■ TRECHO FORNECIDO ■

——

Genealogia do voto
Ministra Carmem Lucia
Alto índice de abstenção é um fenômeno que pode dar margem a interpretações e
diagnósticos diametralmente opostos. Nas 50 cidades onde houve um segundo turno
nas eleições municipais este ano, as abstenções alcançaram o índice recorde
de 19%. Isso significa que dos 31,7 milhões de brasileiros aptos a votar
na ocasião, seis milhões prefiriram nem ir às urnas. Não é pouco: uma metrópole
inteira como o Rio, ou a metade da população de Portugal.
Se somadas as abstenções aos votos nulos e em branco, que totalizaram 7,44% do
total (ou 2,3 milhões de pessoas), o índice chega a 26% do eleitorado. Sugere o
senso comum que votos nulos, via de regra, indicam rejeição à classe política,
aos postulantes e aos governantes. Exceto nos casos em que decorre de erro
grosseiro – resultado da inépcia do prórprio eleitor - algo impossível de se
identificar ou confirmar.
Os votos brancos, por sua vez, podem até ser
também decorrentes de displiscência, mas mais razoável é supor que revele
acomodação do eleitor ou, na pior das hipóteses, indiferença com o cenário
político, o que não deixa de ser uma aprovação oblíqua, muito embora, pela
legislação, esses votos não possam ser computados para nenhum partido ou
candidato. O aspecto estatístico, que dá margem a elacubrações como a do
presente artigo, é, na verdade, o que expressa o valor dos votos nulos e
brancos.

——

■ EXERCÍCIOS PROPOSTOS ■
(A) De acordo com o texto sobre abstenção eleitoral, qual foi o índice de abstenção nas 50 cidades que tiveram segundo turno?
(B) Prossiga o texto sobre abstenção eleitoral a partir da última frase apresentada.

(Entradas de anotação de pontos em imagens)
——

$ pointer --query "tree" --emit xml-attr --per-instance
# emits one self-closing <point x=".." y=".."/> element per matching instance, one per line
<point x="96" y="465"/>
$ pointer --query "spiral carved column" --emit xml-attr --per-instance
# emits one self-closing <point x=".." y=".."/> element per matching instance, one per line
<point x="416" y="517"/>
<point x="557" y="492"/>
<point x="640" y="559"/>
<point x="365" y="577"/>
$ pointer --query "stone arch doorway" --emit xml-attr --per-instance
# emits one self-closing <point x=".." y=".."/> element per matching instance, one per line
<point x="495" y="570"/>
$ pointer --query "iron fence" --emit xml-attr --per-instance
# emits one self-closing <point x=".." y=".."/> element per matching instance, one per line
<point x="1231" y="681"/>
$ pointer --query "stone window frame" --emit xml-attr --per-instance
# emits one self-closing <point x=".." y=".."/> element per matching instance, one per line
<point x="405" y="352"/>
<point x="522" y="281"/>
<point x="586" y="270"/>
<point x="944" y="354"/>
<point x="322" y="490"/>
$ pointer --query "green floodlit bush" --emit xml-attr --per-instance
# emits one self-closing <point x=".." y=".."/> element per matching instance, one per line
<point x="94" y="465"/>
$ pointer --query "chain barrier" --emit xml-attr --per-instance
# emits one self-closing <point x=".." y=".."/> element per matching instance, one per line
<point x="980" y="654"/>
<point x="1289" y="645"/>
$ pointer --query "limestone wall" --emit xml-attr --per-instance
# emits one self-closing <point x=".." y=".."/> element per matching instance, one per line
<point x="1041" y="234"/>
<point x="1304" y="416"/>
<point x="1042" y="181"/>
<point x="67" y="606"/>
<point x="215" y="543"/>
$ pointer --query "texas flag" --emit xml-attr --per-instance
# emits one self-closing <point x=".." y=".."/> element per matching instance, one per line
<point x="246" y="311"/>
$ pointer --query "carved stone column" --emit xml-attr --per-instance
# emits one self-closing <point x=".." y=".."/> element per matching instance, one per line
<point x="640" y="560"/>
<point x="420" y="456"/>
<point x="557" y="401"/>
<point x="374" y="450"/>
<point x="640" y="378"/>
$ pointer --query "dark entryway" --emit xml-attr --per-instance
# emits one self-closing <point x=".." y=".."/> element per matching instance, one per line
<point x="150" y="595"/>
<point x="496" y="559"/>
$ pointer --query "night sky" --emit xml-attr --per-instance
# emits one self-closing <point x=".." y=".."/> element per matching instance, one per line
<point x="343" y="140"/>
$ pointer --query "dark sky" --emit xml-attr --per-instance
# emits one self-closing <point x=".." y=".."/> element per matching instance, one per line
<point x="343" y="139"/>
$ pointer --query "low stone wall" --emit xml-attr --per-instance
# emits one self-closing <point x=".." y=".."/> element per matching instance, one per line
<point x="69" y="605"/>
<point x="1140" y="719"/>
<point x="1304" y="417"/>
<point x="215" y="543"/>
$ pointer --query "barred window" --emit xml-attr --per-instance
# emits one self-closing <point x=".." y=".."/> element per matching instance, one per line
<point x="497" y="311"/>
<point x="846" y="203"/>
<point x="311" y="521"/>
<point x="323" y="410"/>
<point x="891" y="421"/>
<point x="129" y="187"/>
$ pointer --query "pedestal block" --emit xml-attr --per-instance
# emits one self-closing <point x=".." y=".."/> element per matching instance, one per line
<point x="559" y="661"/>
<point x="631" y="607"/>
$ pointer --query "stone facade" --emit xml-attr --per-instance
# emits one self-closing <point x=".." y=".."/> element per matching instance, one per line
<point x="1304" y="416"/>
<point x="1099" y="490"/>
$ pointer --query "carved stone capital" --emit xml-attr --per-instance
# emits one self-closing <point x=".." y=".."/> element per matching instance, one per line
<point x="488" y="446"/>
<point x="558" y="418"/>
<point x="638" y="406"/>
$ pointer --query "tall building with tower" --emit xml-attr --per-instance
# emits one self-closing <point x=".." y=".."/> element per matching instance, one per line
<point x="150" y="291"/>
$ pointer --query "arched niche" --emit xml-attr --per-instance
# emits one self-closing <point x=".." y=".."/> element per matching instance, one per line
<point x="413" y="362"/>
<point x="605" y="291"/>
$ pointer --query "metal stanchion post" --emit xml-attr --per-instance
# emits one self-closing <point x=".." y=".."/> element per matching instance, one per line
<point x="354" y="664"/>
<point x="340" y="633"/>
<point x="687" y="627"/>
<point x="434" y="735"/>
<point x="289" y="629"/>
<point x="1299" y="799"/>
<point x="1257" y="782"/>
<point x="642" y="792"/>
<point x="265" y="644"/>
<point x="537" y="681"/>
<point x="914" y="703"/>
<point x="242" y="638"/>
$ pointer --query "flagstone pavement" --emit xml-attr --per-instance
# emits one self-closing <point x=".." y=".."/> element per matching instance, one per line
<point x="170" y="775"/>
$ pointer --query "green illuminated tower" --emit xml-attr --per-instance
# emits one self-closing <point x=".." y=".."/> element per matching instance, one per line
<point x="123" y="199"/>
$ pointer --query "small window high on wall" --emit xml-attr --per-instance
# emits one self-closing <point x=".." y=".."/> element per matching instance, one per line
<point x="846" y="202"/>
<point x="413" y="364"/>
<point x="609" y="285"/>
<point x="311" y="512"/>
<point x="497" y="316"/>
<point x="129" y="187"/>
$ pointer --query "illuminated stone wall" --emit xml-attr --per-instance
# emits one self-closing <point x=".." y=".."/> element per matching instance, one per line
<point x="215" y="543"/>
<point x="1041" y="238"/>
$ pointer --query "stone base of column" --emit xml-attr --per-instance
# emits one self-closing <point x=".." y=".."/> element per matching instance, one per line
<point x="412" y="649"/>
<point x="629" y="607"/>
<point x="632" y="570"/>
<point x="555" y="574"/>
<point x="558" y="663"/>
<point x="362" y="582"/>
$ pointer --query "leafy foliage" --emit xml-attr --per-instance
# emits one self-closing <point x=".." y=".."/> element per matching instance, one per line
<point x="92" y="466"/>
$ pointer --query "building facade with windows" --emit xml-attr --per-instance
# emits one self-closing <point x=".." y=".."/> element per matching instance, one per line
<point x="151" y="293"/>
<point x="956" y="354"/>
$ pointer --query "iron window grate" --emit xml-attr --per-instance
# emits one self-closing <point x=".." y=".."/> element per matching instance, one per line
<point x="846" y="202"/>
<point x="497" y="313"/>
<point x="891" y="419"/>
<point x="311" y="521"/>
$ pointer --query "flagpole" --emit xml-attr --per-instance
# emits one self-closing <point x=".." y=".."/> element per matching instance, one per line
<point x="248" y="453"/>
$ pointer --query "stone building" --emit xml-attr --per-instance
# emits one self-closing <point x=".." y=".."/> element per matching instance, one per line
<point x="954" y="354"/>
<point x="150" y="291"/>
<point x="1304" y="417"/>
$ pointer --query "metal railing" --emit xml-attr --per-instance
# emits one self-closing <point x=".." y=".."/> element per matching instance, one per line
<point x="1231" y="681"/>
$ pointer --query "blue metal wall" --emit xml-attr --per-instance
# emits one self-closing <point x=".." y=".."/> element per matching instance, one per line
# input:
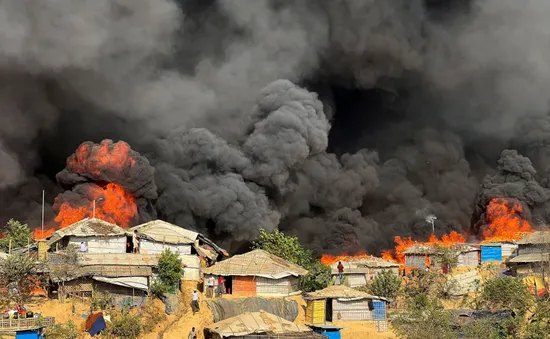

——

■ RESPOSTAS DOS EXERCÍCIOS ■
(A) 19%.

(B)
Abstenções, contudo, podem traduzir anseios
mais complexos e sutis. Para um observador otimista, a fuga das urnas poderia
significar um alto grau de satisfação com o desempenho dos governantes e com os
serviços prestados pelo Estado, o que desencojararia a alternância de poder e a
mobilização para tanto. Se no branco a aprovação é escamoteada, na abstenção
ela seria explícita.
O saneamento é de boa qualidade, bem como a
educação, os transportes, a saúde e os demais serviços públicos em minha
cidade, então por que eu devo ir votar? Mesmo obrigado, não irei, pensaria o
satisfeito.
Em caso das eleições federais e estaduais, a
medida do grau de satisfação pode ainda ser dada por fatores como bons
indicadores na economia e na segurança pública. E em todos os casos, nos
pleitos municipais, estaduais e federais, pela capacidade do governante ou
postulante de seduzir e, por que não dizer?, ludibriar o eleitor – postura cujo
êxito dependerá diretamente da capacidade crítica dos votantes.
Para o pessimista, por outro lado, a
abstenção é prova cabal do enfado do eleitor com “tudo isso que está aí”. Sou
obrigado a votar, mas votar em quem? E por quê? Nessa linha de raciocínio diríamos
que, no voto nulo e no voto em branco, o eleitor tenta fazer o seu protesto –
um protesto indireto e sem qualquer efeito, vá lá, mas ainda assim uma
tentativa de manifestação crítica. Já a abstenção seria a desilusão completa
com a política.
Para o analista pessimista, a abstenção numa
democracia de voto obrigatório, ou, para usar o eufemismo tão caro aos
constitucionalistas, num sistema em que o voto é um “direito-dever” (pode haver
contradição em termos maior que essa?), representa o momento em que o
eleitorado joga a toalha de vez, tamanho o desânimo.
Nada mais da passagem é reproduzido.